### GIVEN TEXT
|---|
Selective Draft Law Cases 1918
Selective Draft Law Cases 1918
Selective Draft Law Cases 1918
Appellants: Joseph F. Arver and others
Appellee: United States of America
Appellants' Claim: That the Selective Draft Act of 1917 violated various provisions of the U.S. Constitution including Section 8 of Article I and the First and Thirteenth amendments.
Chief Lawyers for Appellants: T.E. Latimer, Edwin T. Taliferro, Harry Weinberger
Chief Lawyer for Appellee: John W. Davis, Solicitor General
Justices for the Court: Louis D. Brandeis, John H. Clarke, William R. Day, Oliver Wendell Holmes, Joseph McKenna, James C. McReynolds, Mahlon Pitney, Willis Van Devanter, Chief Justice Edward D. White
Justices Dissenting: None
Date of Decision: January 7, 1918
Decision: Ruled in favor of the United States by finding that the act did not violate any section of the U.S. Constitution.
Significance: The case was the first to reach the Supreme Court challenging the federal government's legal power to draft men into the military. With the power confirmed, the military draft was used at various times throughout the twentieth century including the Vietnam War (1964–1975).
|---|
### DATASET CONTENT
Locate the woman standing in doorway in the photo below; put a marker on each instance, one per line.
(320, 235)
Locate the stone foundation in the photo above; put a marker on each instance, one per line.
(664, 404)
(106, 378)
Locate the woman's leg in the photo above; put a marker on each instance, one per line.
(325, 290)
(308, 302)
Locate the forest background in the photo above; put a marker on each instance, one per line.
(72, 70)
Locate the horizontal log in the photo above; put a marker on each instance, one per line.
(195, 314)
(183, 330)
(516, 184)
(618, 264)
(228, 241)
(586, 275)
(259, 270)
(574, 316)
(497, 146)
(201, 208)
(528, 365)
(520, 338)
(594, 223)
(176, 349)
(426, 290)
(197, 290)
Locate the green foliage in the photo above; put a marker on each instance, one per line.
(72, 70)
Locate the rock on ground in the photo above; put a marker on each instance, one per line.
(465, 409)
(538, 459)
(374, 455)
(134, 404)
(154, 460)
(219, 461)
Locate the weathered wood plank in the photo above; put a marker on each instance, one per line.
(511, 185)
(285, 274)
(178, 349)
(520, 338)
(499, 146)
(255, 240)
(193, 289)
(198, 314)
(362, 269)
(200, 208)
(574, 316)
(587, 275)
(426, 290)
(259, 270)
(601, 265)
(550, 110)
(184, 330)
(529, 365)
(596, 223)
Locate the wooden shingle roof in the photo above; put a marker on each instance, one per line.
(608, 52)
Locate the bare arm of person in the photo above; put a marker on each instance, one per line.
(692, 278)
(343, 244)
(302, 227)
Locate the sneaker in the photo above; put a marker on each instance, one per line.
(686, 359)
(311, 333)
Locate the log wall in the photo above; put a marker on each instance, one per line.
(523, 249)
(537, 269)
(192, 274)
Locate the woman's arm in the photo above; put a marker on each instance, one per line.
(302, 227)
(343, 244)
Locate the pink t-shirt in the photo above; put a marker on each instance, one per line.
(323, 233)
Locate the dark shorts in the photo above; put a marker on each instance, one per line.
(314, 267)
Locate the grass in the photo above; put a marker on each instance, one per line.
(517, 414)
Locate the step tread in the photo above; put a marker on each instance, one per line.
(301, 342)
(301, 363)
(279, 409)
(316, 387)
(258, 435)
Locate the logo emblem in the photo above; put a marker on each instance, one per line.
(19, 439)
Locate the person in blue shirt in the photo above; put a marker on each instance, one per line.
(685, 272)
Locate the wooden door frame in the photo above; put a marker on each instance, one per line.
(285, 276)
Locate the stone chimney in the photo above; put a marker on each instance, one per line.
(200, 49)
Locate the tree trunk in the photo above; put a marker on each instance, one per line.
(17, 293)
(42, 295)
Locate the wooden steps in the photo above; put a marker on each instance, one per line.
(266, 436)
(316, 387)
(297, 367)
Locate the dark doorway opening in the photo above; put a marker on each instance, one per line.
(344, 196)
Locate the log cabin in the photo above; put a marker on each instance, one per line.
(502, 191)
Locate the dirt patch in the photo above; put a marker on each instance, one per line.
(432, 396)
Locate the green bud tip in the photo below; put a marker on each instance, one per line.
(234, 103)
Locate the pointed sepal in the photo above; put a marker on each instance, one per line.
|---|
### WHAT TO DO
Answer these questions from the Selective Draft Law Cases summary above.
(a) Who was the chief lawyer for the appellee?
(b) On what date was the case decided?
(c) Which war does the summary name as a later use of the military draft?

### OUTPUT
(a) John W. Davis, Solicitor General
(b) January 7, 1918
(c) The Vietnam War (1964–1975)